+++ Records for this task +++

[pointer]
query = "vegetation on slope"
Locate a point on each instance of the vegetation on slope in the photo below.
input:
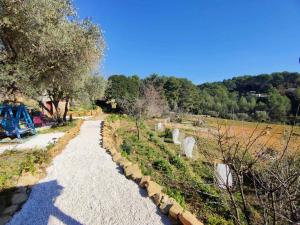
(274, 97)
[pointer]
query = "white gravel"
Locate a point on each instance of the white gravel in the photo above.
(84, 186)
(39, 141)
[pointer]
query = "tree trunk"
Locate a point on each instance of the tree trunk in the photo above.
(41, 104)
(57, 111)
(138, 127)
(247, 211)
(66, 110)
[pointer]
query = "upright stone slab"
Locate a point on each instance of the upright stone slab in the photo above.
(159, 127)
(175, 135)
(188, 146)
(223, 176)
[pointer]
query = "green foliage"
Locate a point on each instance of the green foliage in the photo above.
(218, 220)
(177, 195)
(162, 165)
(94, 88)
(177, 162)
(49, 53)
(14, 163)
(126, 148)
(168, 133)
(125, 90)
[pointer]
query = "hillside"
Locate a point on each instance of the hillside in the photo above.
(267, 97)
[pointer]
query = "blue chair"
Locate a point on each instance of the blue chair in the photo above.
(11, 120)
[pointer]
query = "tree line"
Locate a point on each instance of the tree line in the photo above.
(46, 50)
(267, 97)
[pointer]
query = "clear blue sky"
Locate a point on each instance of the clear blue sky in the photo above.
(203, 40)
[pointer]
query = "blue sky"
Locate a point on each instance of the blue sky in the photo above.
(202, 40)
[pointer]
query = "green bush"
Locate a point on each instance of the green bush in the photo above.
(177, 162)
(28, 165)
(126, 147)
(217, 220)
(177, 195)
(168, 133)
(162, 165)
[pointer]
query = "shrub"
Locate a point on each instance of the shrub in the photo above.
(126, 147)
(217, 220)
(162, 165)
(177, 195)
(168, 133)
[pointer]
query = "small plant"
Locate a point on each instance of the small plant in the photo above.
(177, 195)
(162, 165)
(28, 165)
(177, 162)
(168, 133)
(126, 147)
(218, 220)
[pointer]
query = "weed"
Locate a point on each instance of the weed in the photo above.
(126, 148)
(177, 162)
(162, 165)
(177, 195)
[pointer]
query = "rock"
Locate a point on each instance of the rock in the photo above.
(144, 181)
(153, 188)
(124, 162)
(112, 151)
(27, 180)
(10, 210)
(175, 211)
(4, 219)
(6, 139)
(188, 218)
(22, 190)
(166, 203)
(19, 198)
(132, 169)
(117, 156)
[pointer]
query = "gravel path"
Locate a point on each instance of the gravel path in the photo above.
(84, 186)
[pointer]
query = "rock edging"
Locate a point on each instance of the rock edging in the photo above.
(166, 204)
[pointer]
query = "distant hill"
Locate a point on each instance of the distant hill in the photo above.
(266, 97)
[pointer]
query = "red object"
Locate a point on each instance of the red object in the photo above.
(37, 120)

+++

= What you should do =
Find the line containing "Locate a point on each instance of the green foliage", then output it and every line after it to the end of the data, exactly.

= Written solution =
Locate a point on each instance of the green foliage in the photo above.
(218, 220)
(177, 195)
(162, 165)
(94, 88)
(177, 162)
(49, 53)
(14, 163)
(126, 148)
(168, 133)
(125, 90)
[pointer]
query = "hillside"
Locate a point on each instance of the hillside in the photo above.
(267, 97)
[pointer]
query = "blue chair"
Locate a point on each instance of the blue chair in the photo above.
(11, 120)
[pointer]
query = "tree line"
Locate a point on each instance of the tree line in the photo above.
(46, 50)
(267, 97)
[pointer]
query = "clear blue sky"
Locate a point on each instance of the clear blue sky in the photo above.
(203, 40)
[pointer]
query = "blue sky"
Locate a point on each instance of the blue sky in the photo above.
(202, 40)
[pointer]
query = "green bush"
Locate a point on each instance of the green bush in the photo above.
(177, 162)
(28, 165)
(126, 147)
(217, 220)
(177, 195)
(168, 133)
(162, 165)
[pointer]
query = "shrub"
Locate a point on each instance of the shrub in the photo above.
(126, 147)
(217, 220)
(162, 165)
(177, 195)
(168, 133)
[pointer]
query = "small plant"
Locate a point on each instance of the small plant in the photo above.
(177, 195)
(162, 165)
(28, 165)
(177, 162)
(168, 133)
(126, 147)
(218, 220)
[pointer]
query = "weed"
Locate a point on each instance of the weed in the photo above.
(126, 148)
(177, 162)
(162, 165)
(177, 195)
[pointer]
query = "rock"
Locate a point on each instance of the rock in the photo above.
(144, 181)
(153, 188)
(124, 162)
(112, 151)
(27, 180)
(10, 210)
(175, 211)
(4, 219)
(6, 139)
(188, 218)
(22, 190)
(166, 203)
(19, 198)
(132, 169)
(117, 156)
[pointer]
query = "gravel path"
Locate a point on each instance of the gravel path in the photo above.
(84, 186)
[pointer]
query = "rock edging"
Locate a point on each instance of the rock edging in the photo above.
(166, 204)
[pointer]
query = "distant hill"
Locate a point on each instance of the distant hill in the photo above.
(266, 97)
[pointer]
query = "red object"
Locate a point on each instance of the red object in the photo above.
(37, 120)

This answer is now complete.